What this task involves
I'd like the full listing transcribed exactly, with no images included.

── Available data

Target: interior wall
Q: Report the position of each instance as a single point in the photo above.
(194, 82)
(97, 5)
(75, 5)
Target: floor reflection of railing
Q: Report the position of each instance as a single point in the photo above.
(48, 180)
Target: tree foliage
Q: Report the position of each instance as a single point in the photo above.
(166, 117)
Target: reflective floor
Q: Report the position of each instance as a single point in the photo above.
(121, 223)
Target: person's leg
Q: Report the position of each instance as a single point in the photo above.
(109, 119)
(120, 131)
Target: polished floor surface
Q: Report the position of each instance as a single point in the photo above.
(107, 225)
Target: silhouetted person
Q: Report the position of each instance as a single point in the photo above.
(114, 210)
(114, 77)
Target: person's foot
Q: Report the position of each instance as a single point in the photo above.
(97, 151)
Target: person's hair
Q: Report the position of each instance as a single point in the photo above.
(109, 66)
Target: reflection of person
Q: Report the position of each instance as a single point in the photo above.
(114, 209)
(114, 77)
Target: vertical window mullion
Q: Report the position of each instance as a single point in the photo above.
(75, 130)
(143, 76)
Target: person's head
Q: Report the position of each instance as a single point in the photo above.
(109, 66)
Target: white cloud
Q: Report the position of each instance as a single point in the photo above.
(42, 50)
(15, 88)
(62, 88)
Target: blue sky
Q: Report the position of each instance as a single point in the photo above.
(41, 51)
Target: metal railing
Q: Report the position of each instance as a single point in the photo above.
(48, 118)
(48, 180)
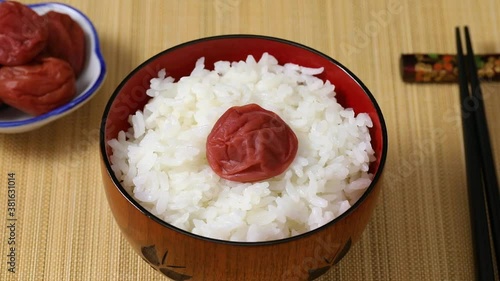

────

Result for this exercise
Target: interior wall
Q: Report the position of each instance as a single point in the photo above.
(194, 82)
(97, 5)
(75, 5)
Target: floor reflection of railing
Q: Report the position of each instance as a single point in the photo above.
(48, 180)
Target: tree foliage
Q: Report the position of each instance as a single point in the photo above.
(166, 117)
Target: reflective floor
Q: Report the position of each instance as a single point in the photo above.
(121, 223)
Target: person's leg
Q: Report the position of each instance as a single point in the photo above.
(109, 119)
(120, 131)
Target: polished floor surface
Q: Report the position of each instance as a single point in the photo above.
(107, 225)
Target: silhouetted person
Q: Report the position of each instance as a single point in the photo above.
(114, 210)
(114, 77)
Target: person's foot
Q: Report the position of each instance as a single point in the photo above.
(97, 151)
Target: person's hair
Q: Report the position of each instance as a single point in the photo above.
(109, 66)
Target: reflection of person
Q: Report the position of each instance as a single point in the photo above.
(114, 209)
(114, 77)
Target: vertical window mullion
Q: Report the position of each instance as a single point in the photo above.
(75, 130)
(143, 76)
Target: person's head
Q: Report the position of each instance as a single point in the photo above.
(109, 66)
Target: white cloud
Q: Report the position of each instance as a single point in the photo above.
(42, 50)
(15, 88)
(62, 88)
Target: blue sky
Q: Report the position of each instance as a single point in the photo above.
(41, 51)
Target: metal railing
Q: Report the position of each instance as a single point in the photo above.
(48, 118)
(48, 180)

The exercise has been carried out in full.